(Instructions)
1. Reproduce verbatim everything in the Clinton article from "Tibet Splits Clinton's–" down to "their internet page.".
2. In the Clinton article, what did Hillary Clinton urge President Bush to do?

(Document)

━━━

Tibet Splits Clinton's– Bill Gets $$$ From Dubious Chinese Firm

Hillary Clinton said she opposed the Dubai Ports deal.
— Her husband was getting paid tens of thousands of dollars to support it.
Hillary Clinton said she opposed Colombian free trade agreement.
— Her husband was getting paid tens of thousands of dollars to support it.

But, the latest Clinton controversy is the most outrageous…
Hillary Clinton said she opposed the slaughter of Tibetan protesters.
Her husband received hundreds of thousands by the company that posted the photos of the Most Wanted Tibetan activists on their internet page.

An Internet user reads the Yahoo website in Beijing, which contains a list and photos of what the Chinese government called “The 19 most-wanted Lhasa rioters”, vowing to punish those responsible for last week’s violence in the Tibetan capital of Lhasa. (Peter Parks/Marketplace)

The Los Angeles Times today reported on the latest Clinton controversy.
Bill Clinton was paid hundreds of thousands of dollars from a Chinese company that is helping the communist government crack down on Tibetan activists.

NEW YORK — As Chinese authorities have clamped down on unrest in Tibet and jailed dissidents in advance of the 2008 Olympics, Sen. Hillary Rodham Clinton has taken a strong public stance, calling for restraint in Tibet and urging President Bush to boycott the Olympics opening ceremonies in Beijing.

━━━

(Provided data)
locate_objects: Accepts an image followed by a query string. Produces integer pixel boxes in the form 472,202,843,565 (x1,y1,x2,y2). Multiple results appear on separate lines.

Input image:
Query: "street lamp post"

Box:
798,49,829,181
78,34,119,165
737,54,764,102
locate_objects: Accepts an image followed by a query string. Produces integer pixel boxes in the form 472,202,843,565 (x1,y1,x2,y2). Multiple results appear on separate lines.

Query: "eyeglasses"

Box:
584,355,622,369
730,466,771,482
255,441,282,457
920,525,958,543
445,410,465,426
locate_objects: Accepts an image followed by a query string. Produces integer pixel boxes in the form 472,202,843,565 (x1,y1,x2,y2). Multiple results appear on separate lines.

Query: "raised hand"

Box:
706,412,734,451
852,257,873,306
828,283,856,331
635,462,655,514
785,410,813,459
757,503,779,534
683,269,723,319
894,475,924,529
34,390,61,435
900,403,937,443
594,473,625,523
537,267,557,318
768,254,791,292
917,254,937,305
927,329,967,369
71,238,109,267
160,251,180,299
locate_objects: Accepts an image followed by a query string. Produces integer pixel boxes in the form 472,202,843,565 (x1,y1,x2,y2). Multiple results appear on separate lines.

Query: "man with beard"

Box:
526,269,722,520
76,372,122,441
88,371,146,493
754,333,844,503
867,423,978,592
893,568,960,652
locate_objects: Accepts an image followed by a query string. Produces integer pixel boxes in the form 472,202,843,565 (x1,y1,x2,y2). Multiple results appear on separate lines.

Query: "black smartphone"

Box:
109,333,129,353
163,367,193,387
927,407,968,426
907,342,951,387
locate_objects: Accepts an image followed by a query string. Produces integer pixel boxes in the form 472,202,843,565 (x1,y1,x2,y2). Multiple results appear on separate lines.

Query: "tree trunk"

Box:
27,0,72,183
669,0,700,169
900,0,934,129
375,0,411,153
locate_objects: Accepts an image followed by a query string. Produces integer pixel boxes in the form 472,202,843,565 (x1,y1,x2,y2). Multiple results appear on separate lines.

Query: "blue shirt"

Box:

━━━

(Solutions per task)
1.
Tibet Splits Clinton's– Bill Gets $$$ From Dubious Chinese Firm

Hillary Clinton said she opposed the Dubai Ports deal.
— Her husband was getting paid tens of thousands of dollars to support it.
Hillary Clinton said she opposed Colombian free trade agreement.
— Her husband was getting paid tens of thousands of dollars to support it.

But, the latest Clinton controversy is the most outrageous…
Hillary Clinton said she opposed the slaughter of Tibetan protesters.
Her husband received hundreds of thousands by the company that posted the photos of the Most Wanted Tibetan activists on their internet page.

2. She urged him to boycott the Olympics opening ceremonies in Beijing.